:: Extracted information

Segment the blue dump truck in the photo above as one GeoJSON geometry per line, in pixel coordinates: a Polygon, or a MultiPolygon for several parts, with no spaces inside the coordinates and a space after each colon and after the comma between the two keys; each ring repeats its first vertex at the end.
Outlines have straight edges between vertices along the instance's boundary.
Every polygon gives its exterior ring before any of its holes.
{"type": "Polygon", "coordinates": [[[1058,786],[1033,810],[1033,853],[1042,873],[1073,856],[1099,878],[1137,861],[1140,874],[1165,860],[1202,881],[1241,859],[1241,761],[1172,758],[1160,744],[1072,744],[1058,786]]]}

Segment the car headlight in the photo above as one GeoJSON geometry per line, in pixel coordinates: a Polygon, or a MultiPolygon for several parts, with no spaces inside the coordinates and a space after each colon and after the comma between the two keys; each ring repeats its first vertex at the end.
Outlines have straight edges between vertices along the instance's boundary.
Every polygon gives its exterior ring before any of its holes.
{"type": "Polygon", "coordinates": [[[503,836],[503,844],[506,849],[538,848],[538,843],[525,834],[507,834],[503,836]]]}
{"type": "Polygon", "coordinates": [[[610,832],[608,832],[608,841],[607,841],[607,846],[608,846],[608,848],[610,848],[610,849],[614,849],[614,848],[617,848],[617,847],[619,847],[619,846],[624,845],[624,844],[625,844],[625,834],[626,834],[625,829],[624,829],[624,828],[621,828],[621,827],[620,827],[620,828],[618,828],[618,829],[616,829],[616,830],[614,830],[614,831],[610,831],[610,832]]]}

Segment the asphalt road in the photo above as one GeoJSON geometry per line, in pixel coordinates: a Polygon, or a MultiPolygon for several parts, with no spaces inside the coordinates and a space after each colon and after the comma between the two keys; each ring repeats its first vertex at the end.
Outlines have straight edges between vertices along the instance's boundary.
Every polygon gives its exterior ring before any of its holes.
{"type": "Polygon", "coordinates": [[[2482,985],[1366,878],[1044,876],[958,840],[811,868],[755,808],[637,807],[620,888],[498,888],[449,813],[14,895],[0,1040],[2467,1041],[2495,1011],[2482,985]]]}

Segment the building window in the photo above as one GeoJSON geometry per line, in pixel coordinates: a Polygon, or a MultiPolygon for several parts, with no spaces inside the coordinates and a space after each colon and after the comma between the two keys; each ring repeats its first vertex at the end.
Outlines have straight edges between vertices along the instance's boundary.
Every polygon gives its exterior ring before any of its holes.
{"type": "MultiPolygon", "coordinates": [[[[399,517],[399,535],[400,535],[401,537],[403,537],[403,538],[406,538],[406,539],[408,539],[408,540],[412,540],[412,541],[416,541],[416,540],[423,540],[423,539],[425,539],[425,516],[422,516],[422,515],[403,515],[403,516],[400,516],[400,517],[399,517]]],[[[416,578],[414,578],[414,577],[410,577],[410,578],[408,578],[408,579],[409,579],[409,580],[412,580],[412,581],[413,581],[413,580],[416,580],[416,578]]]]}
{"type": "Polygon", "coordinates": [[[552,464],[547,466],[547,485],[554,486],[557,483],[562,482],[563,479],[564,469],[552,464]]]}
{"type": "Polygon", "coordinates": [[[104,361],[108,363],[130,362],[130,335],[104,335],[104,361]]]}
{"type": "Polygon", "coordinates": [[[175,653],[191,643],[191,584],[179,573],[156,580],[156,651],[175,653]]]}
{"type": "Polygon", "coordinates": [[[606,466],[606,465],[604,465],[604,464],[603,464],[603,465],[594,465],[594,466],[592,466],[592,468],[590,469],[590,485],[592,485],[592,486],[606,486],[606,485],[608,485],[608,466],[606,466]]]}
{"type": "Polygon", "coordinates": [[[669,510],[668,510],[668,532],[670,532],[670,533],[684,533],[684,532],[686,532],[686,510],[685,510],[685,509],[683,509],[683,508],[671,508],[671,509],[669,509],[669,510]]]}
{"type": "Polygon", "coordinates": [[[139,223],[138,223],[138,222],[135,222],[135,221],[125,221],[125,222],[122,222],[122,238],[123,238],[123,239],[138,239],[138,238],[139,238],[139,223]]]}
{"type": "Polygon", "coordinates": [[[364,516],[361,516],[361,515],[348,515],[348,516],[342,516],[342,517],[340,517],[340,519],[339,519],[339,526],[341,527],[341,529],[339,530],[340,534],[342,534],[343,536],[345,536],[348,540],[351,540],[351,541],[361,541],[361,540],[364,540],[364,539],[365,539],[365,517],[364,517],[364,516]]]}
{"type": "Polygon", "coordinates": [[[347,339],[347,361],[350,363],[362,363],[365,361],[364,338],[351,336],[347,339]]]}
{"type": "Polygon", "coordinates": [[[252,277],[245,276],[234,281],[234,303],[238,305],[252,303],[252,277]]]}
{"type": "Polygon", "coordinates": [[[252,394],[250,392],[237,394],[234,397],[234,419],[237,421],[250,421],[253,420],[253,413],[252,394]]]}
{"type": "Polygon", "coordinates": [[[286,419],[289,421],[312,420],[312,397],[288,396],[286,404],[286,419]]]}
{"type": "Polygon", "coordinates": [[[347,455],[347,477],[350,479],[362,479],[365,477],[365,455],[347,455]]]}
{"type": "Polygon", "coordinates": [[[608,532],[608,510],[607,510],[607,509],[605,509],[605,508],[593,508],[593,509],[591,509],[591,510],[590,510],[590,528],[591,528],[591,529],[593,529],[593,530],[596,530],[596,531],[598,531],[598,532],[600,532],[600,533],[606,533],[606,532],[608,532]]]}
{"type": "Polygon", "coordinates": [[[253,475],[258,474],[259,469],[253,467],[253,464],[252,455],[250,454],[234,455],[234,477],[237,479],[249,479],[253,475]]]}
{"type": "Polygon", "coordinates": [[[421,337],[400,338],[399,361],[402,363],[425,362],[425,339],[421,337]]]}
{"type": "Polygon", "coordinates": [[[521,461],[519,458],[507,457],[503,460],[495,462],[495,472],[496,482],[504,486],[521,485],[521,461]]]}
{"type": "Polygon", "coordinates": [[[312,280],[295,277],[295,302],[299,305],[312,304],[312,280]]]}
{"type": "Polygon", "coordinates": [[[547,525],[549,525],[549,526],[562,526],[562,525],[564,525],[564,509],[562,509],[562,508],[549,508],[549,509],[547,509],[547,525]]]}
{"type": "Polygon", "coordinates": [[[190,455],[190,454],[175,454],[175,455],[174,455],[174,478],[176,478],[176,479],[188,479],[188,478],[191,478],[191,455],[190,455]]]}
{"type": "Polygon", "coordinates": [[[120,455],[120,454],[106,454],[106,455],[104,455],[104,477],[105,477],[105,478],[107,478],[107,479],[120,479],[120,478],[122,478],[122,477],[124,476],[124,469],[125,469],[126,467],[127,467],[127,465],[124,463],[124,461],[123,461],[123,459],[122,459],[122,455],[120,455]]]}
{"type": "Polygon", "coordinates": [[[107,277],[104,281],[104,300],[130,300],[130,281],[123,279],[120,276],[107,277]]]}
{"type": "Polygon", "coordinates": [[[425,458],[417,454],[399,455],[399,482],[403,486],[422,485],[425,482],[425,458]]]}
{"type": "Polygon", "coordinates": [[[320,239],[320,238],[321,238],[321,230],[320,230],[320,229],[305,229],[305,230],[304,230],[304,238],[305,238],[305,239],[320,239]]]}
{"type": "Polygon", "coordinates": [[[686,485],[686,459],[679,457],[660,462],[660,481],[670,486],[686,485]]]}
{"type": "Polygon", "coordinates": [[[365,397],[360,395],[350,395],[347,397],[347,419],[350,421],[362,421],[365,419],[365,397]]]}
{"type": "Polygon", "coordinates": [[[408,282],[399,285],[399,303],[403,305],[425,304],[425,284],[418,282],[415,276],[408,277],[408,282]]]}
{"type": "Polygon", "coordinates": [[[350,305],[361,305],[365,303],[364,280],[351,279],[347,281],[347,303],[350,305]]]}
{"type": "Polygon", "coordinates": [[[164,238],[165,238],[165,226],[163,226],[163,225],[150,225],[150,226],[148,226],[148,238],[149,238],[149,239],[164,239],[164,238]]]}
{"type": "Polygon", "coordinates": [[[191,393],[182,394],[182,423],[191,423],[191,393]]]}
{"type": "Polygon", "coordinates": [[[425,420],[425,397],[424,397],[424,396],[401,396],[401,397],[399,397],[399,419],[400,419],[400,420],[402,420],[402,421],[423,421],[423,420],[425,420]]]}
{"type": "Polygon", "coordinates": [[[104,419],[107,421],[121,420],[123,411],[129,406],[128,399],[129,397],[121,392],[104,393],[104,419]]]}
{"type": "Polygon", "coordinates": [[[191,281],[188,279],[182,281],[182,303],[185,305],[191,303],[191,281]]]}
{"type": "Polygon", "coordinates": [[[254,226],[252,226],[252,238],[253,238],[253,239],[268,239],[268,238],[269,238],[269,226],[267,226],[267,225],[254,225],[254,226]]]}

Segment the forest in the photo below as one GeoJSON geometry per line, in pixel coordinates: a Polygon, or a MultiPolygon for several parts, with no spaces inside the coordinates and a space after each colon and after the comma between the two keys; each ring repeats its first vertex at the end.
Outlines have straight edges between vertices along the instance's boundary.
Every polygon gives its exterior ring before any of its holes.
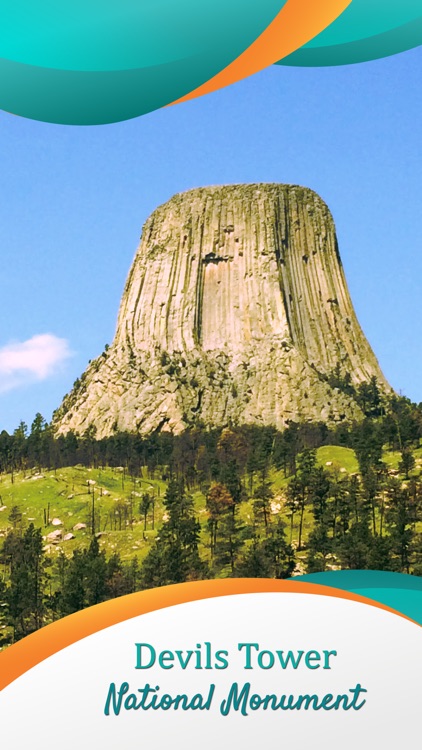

::::

Work request>
Return each line of the material above in which the string "vertex" appears.

Result of the task>
Segment the blue dump truck in the photo above as one GeoJSON geometry per line, in pixel coordinates: a Polygon, or a MultiPolygon for several parts, with no spaces inside the coordinates and a space after each colon and after the comma between the two keys; each ring repeats its first vertex at the end.
Segment the car headlight in the photo above as one GeoJSON geometry per line, in pixel coordinates: a Polygon, or a MultiPolygon for several parts, with no spaces inside the coordinates and a space after each colon and after the comma between the two keys; each ring repeats its first vertex at the end.
Segment the asphalt road in the photo above as one GeoJSON geometry per line, in pixel coordinates: a Polygon, or a MultiPolygon for several parts, with no spaces inside the coordinates and a space after each colon and after the comma between the two keys; each ring repeats its first vertex at the end.
Segment the building window in the photo above as one GeoJSON geometry per line, in pixel coordinates: a Polygon, or a MultiPolygon for several parts, with no spaces inside the coordinates and a space after each colon and after the comma between the two keys; each ring repeats its first vertex at the end.
Segment the forest in the photo below as one GeoJSON geometry per line, in pixel coordinates: a Polygon, or a MultiPolygon for several parts, with no spaces inside the coordinates and a space after each colon and after the comma between the two keys; each ring repeats its first vertex at the end.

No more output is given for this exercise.